Passage for review:
The reason, I think, that the bridge irked me that day, and irks me still, is because its inaccessibility creates a kind of ontological confusion. A locked door is still a door. A dirty window is still a window. But a bridge that doesn’t afford passage has reneged, it seems to me, on one of the essential conditions of bridgeness.

What if there were a way to redefine the space, somehow, so that it was not a non-functional bridge but a functional something else …. or a space in which its non-functionality could be a feature rather than a bug? What if the space were reconfigured so that its most important axis was not horizontal but vertical? What if it were filled with earth and plants, no longer a bridge but a hanging garden, tendrils falling down in a curtain through which pedestrians below would pass, ensnared by succulents, caught up in trailing honeysuckle?

Prompt A: From the passage about the bridge, write out the text starting at the words "The reason, I" and ending after the words "conditions of bridgeness.".
Prompt B:
Answer these questions from the passage about the bridge:
(i) What two things does the passage say are still what they are, even when locked or dirty?
(ii) In the reconfigured space, which axis would be the most important?
(iii) Which two plants are named in the hanging garden?

Data section:
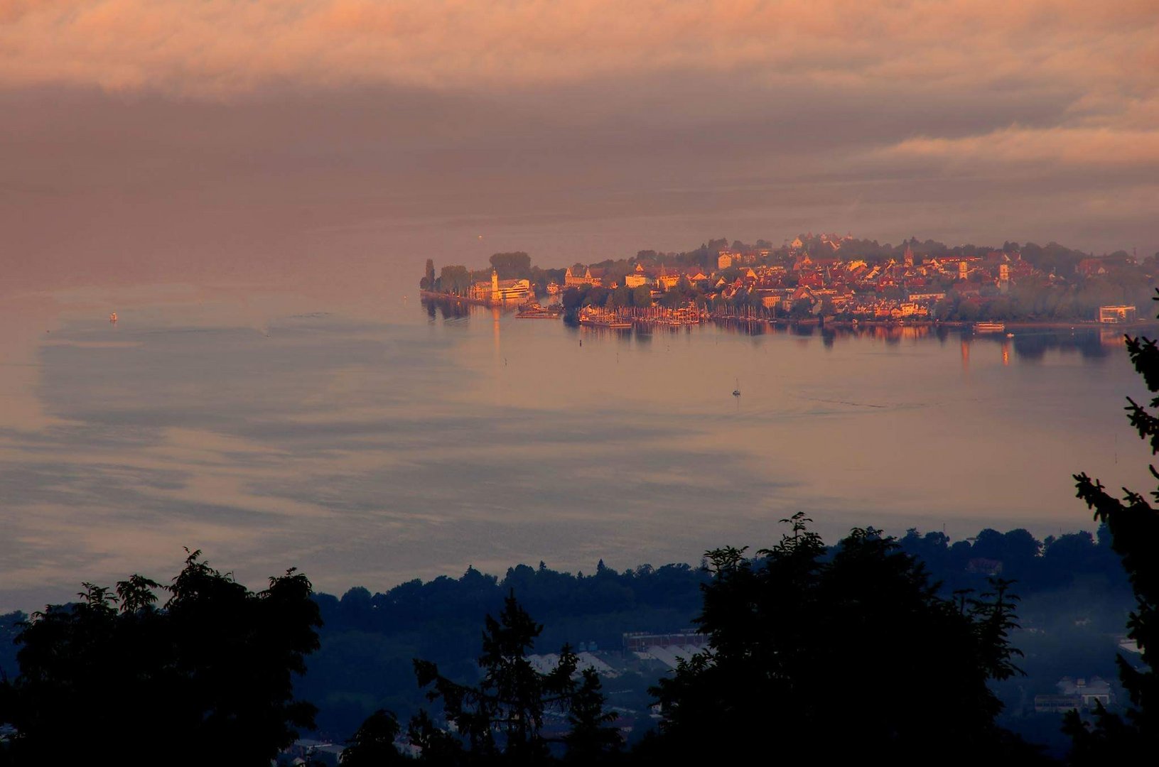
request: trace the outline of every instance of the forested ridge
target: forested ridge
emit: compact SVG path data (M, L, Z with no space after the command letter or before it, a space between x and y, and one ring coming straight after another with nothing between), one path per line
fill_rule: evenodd
M1020 688L1049 691L1067 674L1114 677L1115 640L1123 630L1131 591L1106 525L1096 535L1081 531L1043 541L1025 529L984 529L961 541L910 529L895 543L898 553L928 570L942 599L953 600L955 592L985 593L994 574L1014 582L1011 590L1022 600L1016 612L1023 630L1015 630L1012 642L1027 652L1020 665L1029 677L996 685L1004 701L1016 704ZM832 561L838 553L838 546L822 547L818 561ZM571 574L540 562L509 568L502 576L468 568L458 578L415 579L381 592L356 586L341 597L315 593L319 649L306 658L307 671L296 679L293 692L318 711L312 726L299 735L343 743L379 709L406 723L428 706L416 684L415 658L438 664L447 678L476 679L481 627L487 615L503 611L510 594L542 626L533 652L557 652L569 644L617 653L627 631L692 630L704 608L704 589L714 579L706 565L708 560L695 567L641 564L618 570L600 561L588 574ZM21 613L0 618L0 669L9 679L20 669L14 640L22 629L20 621L27 619ZM935 651L931 663L940 657ZM889 672L882 667L882 673ZM612 703L637 713L632 717L633 743L655 725L648 716L656 697L649 687L661 678L628 671L604 680L604 694ZM628 719L622 716L621 724ZM1014 729L1026 725L1043 736L1040 739L1060 740L1060 718L1038 718L1029 724L1000 721Z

Response A:
The reason, I think, that the bridge irked me that day, and irks me still, is because its inaccessibility creates a kind of ontological confusion. A locked door is still a door. A dirty window is still a window. But a bridge that doesn’t afford passage has reneged, it seems to me, on one of the essential conditions of bridgeness.

Response B:
(i) A locked door is still a door, and a dirty window is still a window.
(ii) The vertical axis.
(iii) Succulents and trailing honeysuckle.